■ What the task requires ■
Your task is to copy every line of the entries that holds the word "logo".
### Data records ###
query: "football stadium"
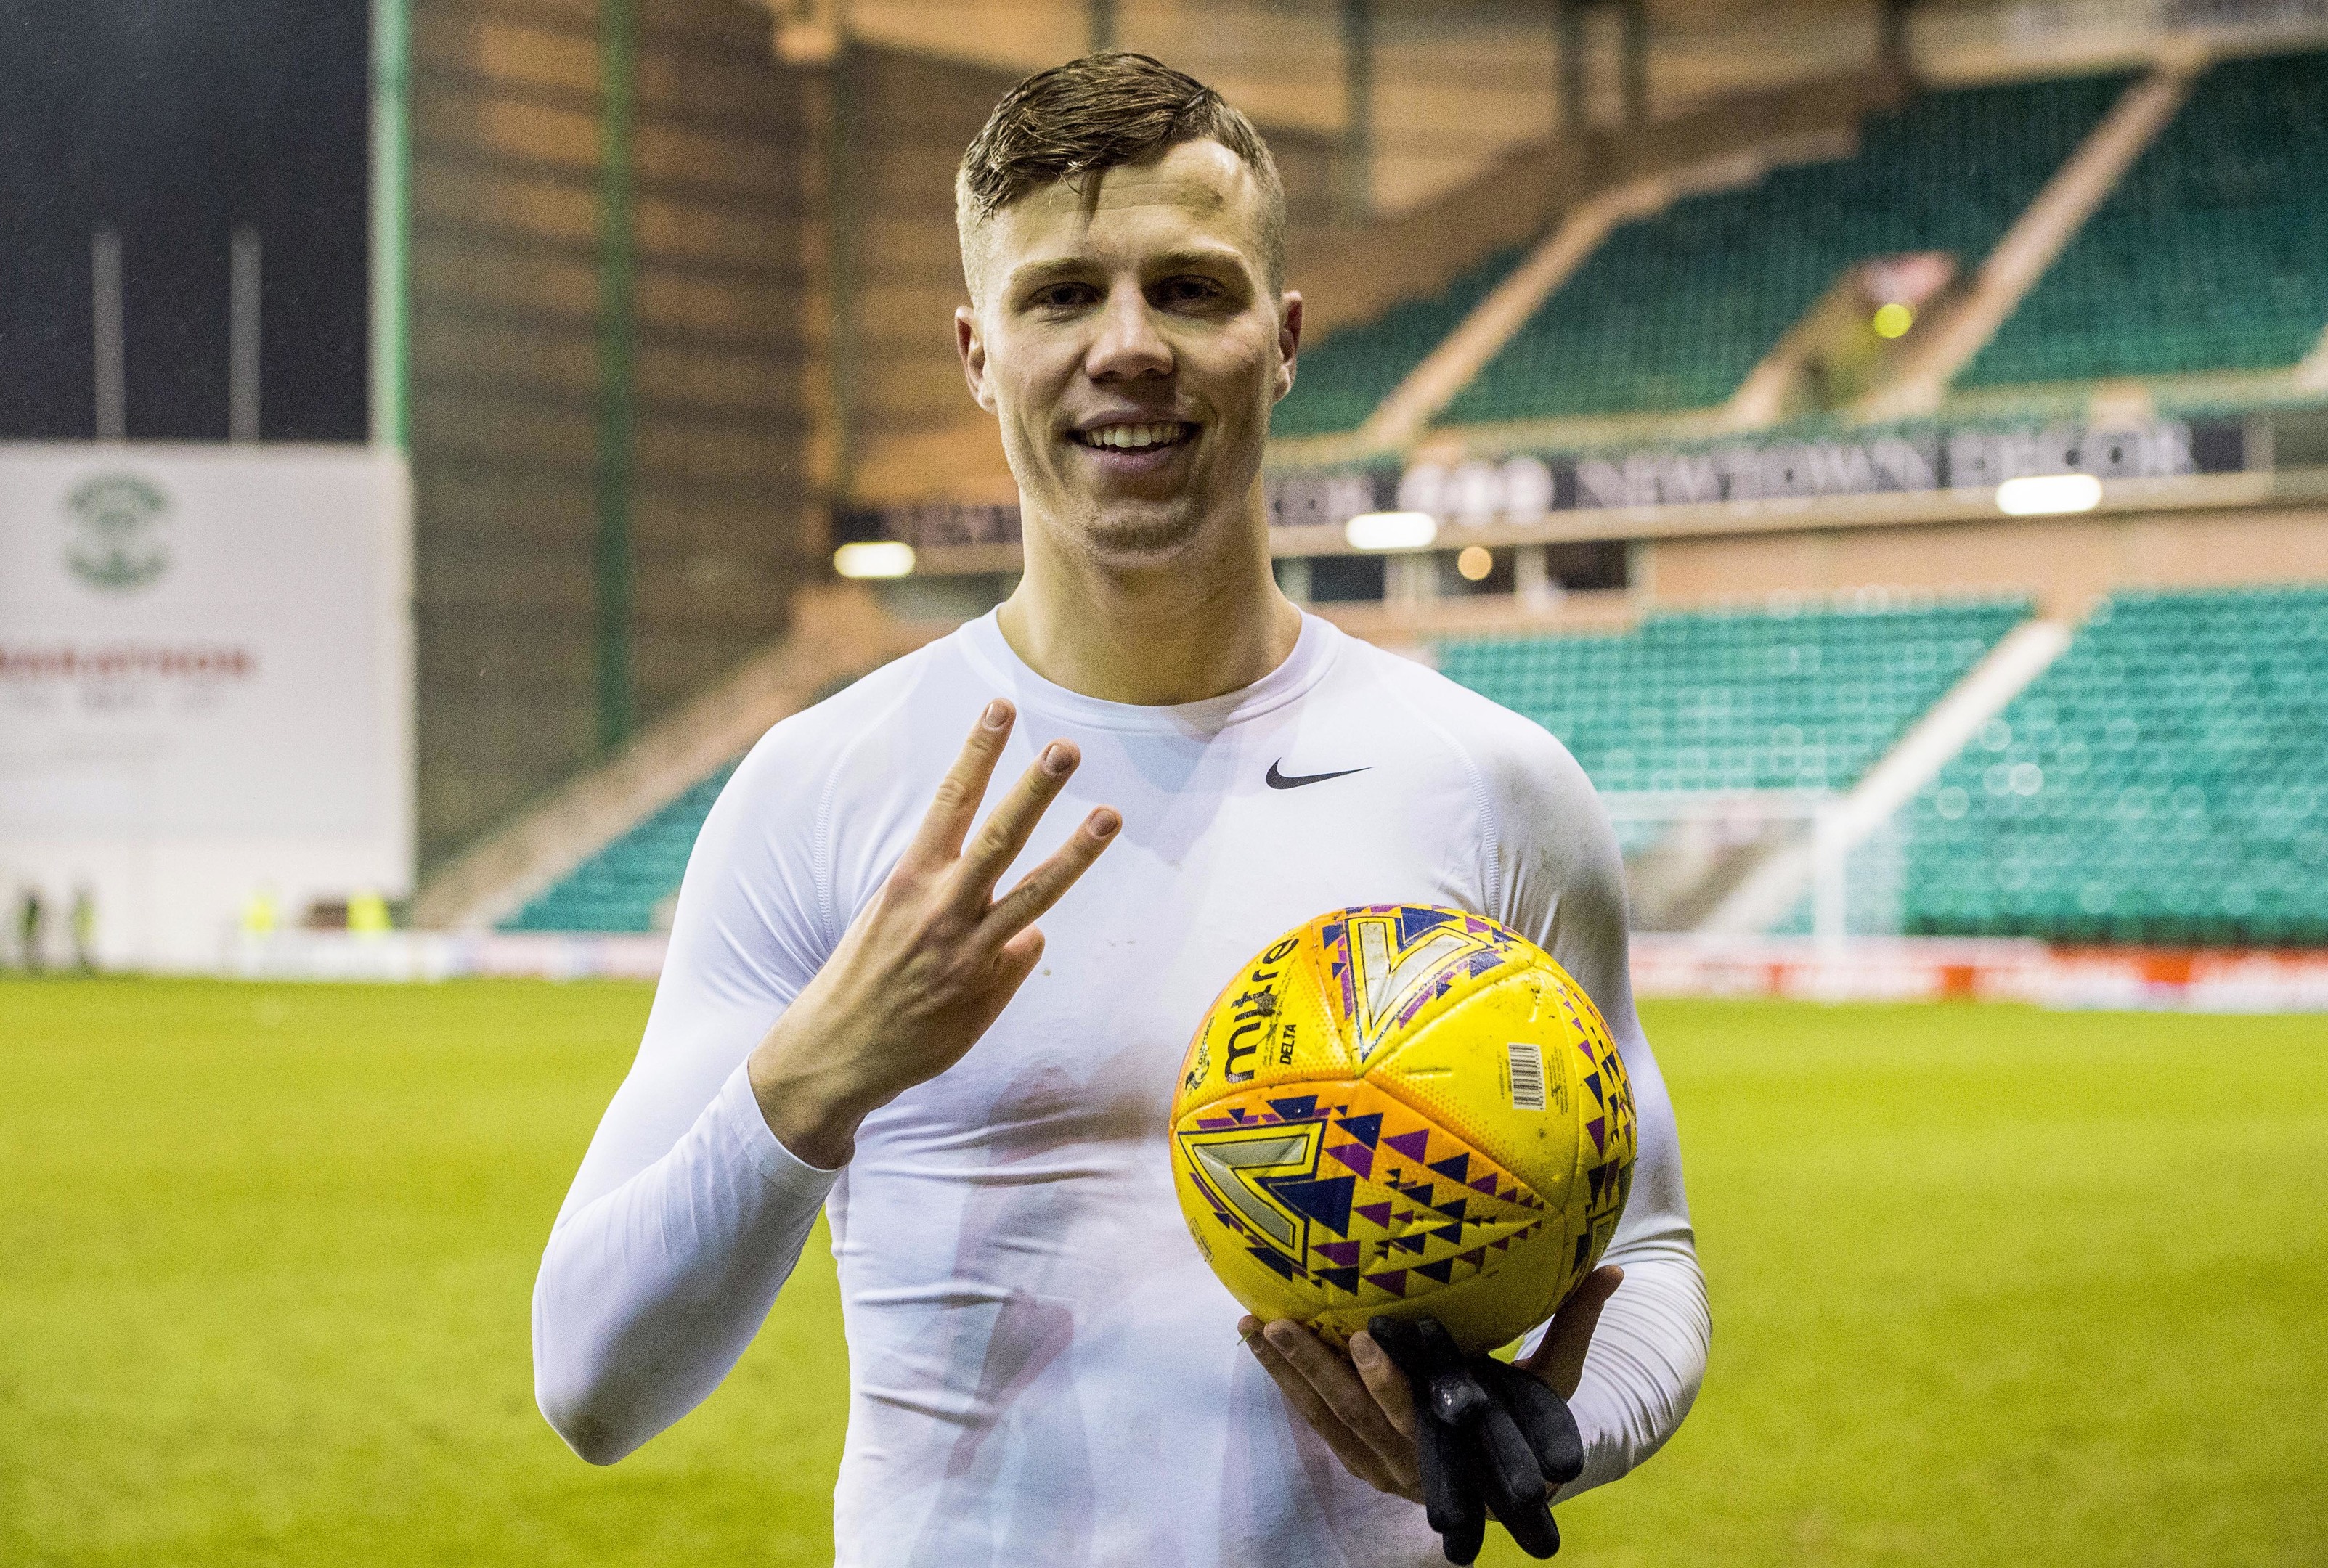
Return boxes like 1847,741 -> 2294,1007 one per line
4,2 -> 2326,1564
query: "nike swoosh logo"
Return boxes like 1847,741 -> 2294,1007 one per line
1266,760 -> 1370,790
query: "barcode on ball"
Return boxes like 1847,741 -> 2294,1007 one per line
1506,1042 -> 1547,1111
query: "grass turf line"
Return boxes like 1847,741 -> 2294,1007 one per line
1,981 -> 2321,1567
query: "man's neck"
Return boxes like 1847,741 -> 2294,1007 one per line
995,503 -> 1303,706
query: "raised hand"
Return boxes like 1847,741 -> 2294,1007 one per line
746,699 -> 1120,1167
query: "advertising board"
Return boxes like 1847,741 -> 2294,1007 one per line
0,445 -> 411,968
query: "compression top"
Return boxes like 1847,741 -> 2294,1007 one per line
534,609 -> 1709,1567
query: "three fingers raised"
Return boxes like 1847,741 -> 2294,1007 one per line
957,738 -> 1083,905
902,700 -> 1019,873
985,805 -> 1118,937
901,702 -> 1120,933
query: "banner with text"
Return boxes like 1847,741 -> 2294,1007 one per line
0,446 -> 412,968
842,417 -> 2254,553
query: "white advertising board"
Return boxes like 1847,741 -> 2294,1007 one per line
0,444 -> 411,970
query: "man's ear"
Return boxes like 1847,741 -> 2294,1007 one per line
1274,290 -> 1303,404
956,306 -> 997,415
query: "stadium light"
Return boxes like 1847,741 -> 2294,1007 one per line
833,540 -> 916,579
1345,510 -> 1438,551
1995,473 -> 2103,517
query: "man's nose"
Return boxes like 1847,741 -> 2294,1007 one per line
1085,282 -> 1173,380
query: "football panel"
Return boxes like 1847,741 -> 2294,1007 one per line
1313,905 -> 1539,1077
1571,1001 -> 1639,1288
1311,1204 -> 1584,1354
1366,964 -> 1587,1217
1172,926 -> 1352,1118
1171,1078 -> 1559,1347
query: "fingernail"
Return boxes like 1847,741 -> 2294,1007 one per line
1351,1335 -> 1380,1367
1041,743 -> 1073,775
982,700 -> 1010,730
1089,808 -> 1120,838
1263,1323 -> 1293,1349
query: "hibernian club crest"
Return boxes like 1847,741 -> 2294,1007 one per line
64,473 -> 171,592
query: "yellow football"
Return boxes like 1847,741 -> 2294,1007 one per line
1171,905 -> 1636,1353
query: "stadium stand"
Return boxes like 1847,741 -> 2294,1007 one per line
1269,244 -> 1530,438
1436,73 -> 2130,425
1958,49 -> 2328,390
501,763 -> 738,934
1905,586 -> 2328,946
1438,597 -> 2030,794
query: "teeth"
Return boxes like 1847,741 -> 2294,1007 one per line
1082,422 -> 1189,450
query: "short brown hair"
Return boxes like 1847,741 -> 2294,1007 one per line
956,52 -> 1286,295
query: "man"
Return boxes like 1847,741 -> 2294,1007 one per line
534,52 -> 1707,1567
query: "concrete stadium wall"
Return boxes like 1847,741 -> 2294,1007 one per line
1640,502 -> 2328,618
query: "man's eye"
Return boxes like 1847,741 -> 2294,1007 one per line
1157,277 -> 1225,306
1033,283 -> 1096,309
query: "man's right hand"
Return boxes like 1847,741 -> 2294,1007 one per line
746,698 -> 1120,1167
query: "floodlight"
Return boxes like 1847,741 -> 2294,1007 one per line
834,540 -> 916,579
1995,474 -> 2102,516
1345,511 -> 1438,551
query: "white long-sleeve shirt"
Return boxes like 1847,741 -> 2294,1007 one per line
534,609 -> 1709,1567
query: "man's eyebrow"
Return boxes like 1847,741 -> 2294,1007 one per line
1004,257 -> 1093,294
1004,247 -> 1253,295
1143,247 -> 1250,275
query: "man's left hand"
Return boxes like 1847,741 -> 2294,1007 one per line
1238,1265 -> 1624,1503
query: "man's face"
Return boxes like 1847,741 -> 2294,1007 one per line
956,139 -> 1301,565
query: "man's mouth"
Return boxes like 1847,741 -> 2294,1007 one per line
1069,421 -> 1197,453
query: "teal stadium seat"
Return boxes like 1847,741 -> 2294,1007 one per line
1269,245 -> 1529,438
1438,597 -> 2029,794
1437,73 -> 2129,425
1962,50 -> 2328,388
1904,587 -> 2328,945
501,764 -> 740,933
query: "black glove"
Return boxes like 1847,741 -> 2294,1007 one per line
1367,1315 -> 1584,1565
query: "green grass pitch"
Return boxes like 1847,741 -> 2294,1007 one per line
3,979 -> 2322,1567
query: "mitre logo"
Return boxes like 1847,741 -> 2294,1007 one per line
64,473 -> 171,592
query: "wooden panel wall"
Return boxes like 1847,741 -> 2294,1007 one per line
408,0 -> 810,872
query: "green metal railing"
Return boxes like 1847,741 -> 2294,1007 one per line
596,0 -> 638,752
370,0 -> 410,449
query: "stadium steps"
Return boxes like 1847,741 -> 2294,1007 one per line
1431,71 -> 2132,434
1269,245 -> 1532,442
1356,137 -> 1855,451
1702,616 -> 2074,934
1902,585 -> 2328,946
411,584 -> 950,932
500,766 -> 738,934
1265,71 -> 1886,462
1440,597 -> 2032,795
1855,54 -> 2202,420
2299,319 -> 2328,394
1437,597 -> 2032,930
1954,48 -> 2328,396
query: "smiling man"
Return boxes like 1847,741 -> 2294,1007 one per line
533,53 -> 1707,1567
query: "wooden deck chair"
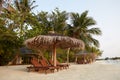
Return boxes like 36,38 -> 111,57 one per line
56,60 -> 70,69
27,58 -> 43,72
40,59 -> 60,73
48,59 -> 63,70
27,58 -> 52,74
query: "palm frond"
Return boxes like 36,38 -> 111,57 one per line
87,28 -> 102,35
14,0 -> 21,11
84,17 -> 96,27
90,38 -> 99,47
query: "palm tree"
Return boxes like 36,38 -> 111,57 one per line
0,0 -> 38,65
0,18 -> 22,65
0,0 -> 10,13
87,46 -> 103,57
0,0 -> 3,12
1,0 -> 37,37
64,11 -> 102,59
37,11 -> 50,34
49,8 -> 68,34
14,0 -> 37,36
36,8 -> 68,35
68,11 -> 102,48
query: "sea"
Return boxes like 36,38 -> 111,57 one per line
104,60 -> 120,64
96,60 -> 120,65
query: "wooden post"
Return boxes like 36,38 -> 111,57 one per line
53,44 -> 56,66
75,56 -> 78,63
67,48 -> 70,63
51,51 -> 54,61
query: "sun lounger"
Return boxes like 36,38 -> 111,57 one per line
40,59 -> 60,72
48,59 -> 64,70
56,60 -> 70,69
27,58 -> 44,72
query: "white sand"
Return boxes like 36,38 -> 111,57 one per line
0,61 -> 120,80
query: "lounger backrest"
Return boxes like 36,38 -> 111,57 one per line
49,59 -> 54,66
31,58 -> 41,67
40,60 -> 47,67
56,60 -> 60,64
40,59 -> 49,67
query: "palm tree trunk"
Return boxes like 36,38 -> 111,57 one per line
0,0 -> 3,13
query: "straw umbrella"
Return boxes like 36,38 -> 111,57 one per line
24,33 -> 85,66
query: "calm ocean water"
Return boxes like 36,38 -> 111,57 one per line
104,60 -> 120,64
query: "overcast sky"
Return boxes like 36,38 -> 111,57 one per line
33,0 -> 120,58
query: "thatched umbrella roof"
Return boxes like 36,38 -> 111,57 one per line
25,35 -> 84,50
24,33 -> 85,66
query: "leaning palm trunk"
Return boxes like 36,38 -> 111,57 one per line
0,0 -> 3,13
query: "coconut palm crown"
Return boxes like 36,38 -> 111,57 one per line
66,11 -> 102,49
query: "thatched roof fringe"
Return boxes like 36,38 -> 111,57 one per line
24,35 -> 85,50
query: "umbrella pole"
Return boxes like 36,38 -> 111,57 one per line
67,48 -> 70,63
53,44 -> 56,66
51,51 -> 54,61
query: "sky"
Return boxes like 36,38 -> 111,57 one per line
33,0 -> 120,58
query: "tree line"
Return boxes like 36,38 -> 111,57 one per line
0,0 -> 102,65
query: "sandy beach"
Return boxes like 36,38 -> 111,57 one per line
0,61 -> 120,80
###
■ Output below ■
query: "nike swoosh logo"
query: "mitre logo"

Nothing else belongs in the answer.